Leaving out every picture, quote the data below exactly as it appears.

** Start **

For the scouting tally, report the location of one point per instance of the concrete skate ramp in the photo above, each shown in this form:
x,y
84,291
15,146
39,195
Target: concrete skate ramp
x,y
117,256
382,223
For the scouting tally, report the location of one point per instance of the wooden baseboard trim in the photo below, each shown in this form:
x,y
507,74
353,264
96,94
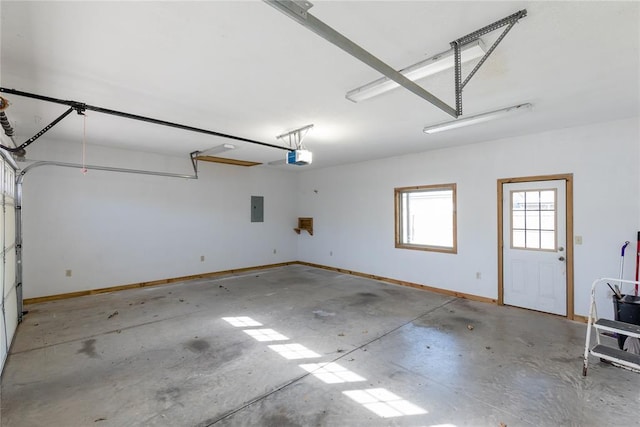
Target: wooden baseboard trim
x,y
56,297
403,283
160,282
579,318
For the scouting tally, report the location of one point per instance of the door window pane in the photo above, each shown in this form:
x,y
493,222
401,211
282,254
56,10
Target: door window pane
x,y
533,219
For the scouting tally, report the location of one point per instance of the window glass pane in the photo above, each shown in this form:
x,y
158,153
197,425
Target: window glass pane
x,y
548,220
517,239
426,216
547,240
533,220
517,200
430,218
548,199
517,219
533,199
533,239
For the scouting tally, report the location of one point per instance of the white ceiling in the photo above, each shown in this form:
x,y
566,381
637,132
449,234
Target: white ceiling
x,y
244,68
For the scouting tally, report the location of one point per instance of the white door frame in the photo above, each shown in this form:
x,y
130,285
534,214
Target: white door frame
x,y
568,178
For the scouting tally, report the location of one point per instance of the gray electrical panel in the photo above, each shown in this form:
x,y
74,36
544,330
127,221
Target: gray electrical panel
x,y
257,209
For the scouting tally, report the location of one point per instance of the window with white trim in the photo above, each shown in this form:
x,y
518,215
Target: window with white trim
x,y
425,218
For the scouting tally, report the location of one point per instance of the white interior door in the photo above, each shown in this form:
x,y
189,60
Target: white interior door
x,y
535,241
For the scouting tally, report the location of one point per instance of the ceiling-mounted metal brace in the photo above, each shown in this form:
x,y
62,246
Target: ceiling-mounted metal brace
x,y
295,137
509,21
297,10
81,107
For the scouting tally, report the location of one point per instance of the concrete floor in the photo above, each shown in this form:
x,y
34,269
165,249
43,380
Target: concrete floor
x,y
165,356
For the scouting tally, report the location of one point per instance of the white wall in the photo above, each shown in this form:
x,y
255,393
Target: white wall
x,y
115,229
353,208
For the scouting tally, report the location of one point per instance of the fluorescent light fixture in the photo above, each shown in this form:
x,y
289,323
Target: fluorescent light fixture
x,y
428,67
480,118
218,149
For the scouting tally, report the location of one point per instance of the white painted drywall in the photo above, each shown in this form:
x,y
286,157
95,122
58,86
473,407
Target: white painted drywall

** End **

• **Expected answer**
For the scouting tally, report the location of one point per instance of the concrete skate ramp in the photo above, each shown in this form:
x,y
84,291
15,146
39,195
Target: concrete skate ramp
x,y
117,256
382,223
For the scouting tally, report the location of one point per instance of the wooden baseboard trim in the photo below, each shown in this form:
x,y
507,74
353,264
96,94
Target: wooden baseboard trim
x,y
56,297
403,283
160,282
579,318
For the scouting tally, report the location of one point per instance of the door window pane in the photo above, each shown in this form:
x,y
493,222
401,211
282,254
56,10
Target: door window pane
x,y
533,219
For the scouting tally, report the location of one point per instance of the window glass pane in the photo above, each shown in this form:
x,y
158,153
197,425
Target: window glass pane
x,y
548,220
517,239
426,216
547,240
533,220
517,200
430,218
548,199
517,219
533,199
533,239
For the scouting tally, report the location of one point per instance of the white ceiling in the photo above, each shown in this form:
x,y
566,381
637,132
449,234
Target: white ceiling
x,y
244,68
For the scouting tally, report the location of one point per instance of the white door frame in the photo above, each shown in this form:
x,y
130,285
534,214
Target: white door frame
x,y
568,178
For the scouting tally, report the location of one point per instance of the gray electrical panel in the photo above, each shown in this form:
x,y
74,36
544,330
127,221
Target: gray electrical panel
x,y
257,209
For the scouting tally, report the location of one point per instance of the window with white trim in the photo above, each shown in this form:
x,y
518,215
Target: window with white trim
x,y
425,218
For the scouting tally, report the location of one point per instance of the white interior door in the photo above, each shown in this form:
x,y
189,60
Target: white interior door
x,y
535,241
For the scouting tally, report the location of one point per instance of the ceiling-mounted metal brace in the photo above, each shown in this form:
x,y
62,246
Target: ceiling-mounted metal brace
x,y
295,137
509,21
297,10
81,107
For the scouting tally, report the location of one point per instance of the concrete floor in the photo above, each shown in this form:
x,y
34,269
165,249
43,380
Target: concrete floor
x,y
165,356
For the scouting tally, report the location of one point per instance of the white wall in the photo above, each shown in this form:
x,y
255,393
Target: white wall
x,y
115,229
353,208
For the scouting tally, report the location of one point per instance of the fluorescent light fixture in the photo above, each shown in this form:
x,y
289,323
Target: fluorescent light fixture
x,y
428,67
480,118
218,149
For the scouting tally, report the location of one point per instance of the white painted drywall in the photo above, each shown in this form:
x,y
286,157
95,122
58,86
473,407
Target: white painted drywall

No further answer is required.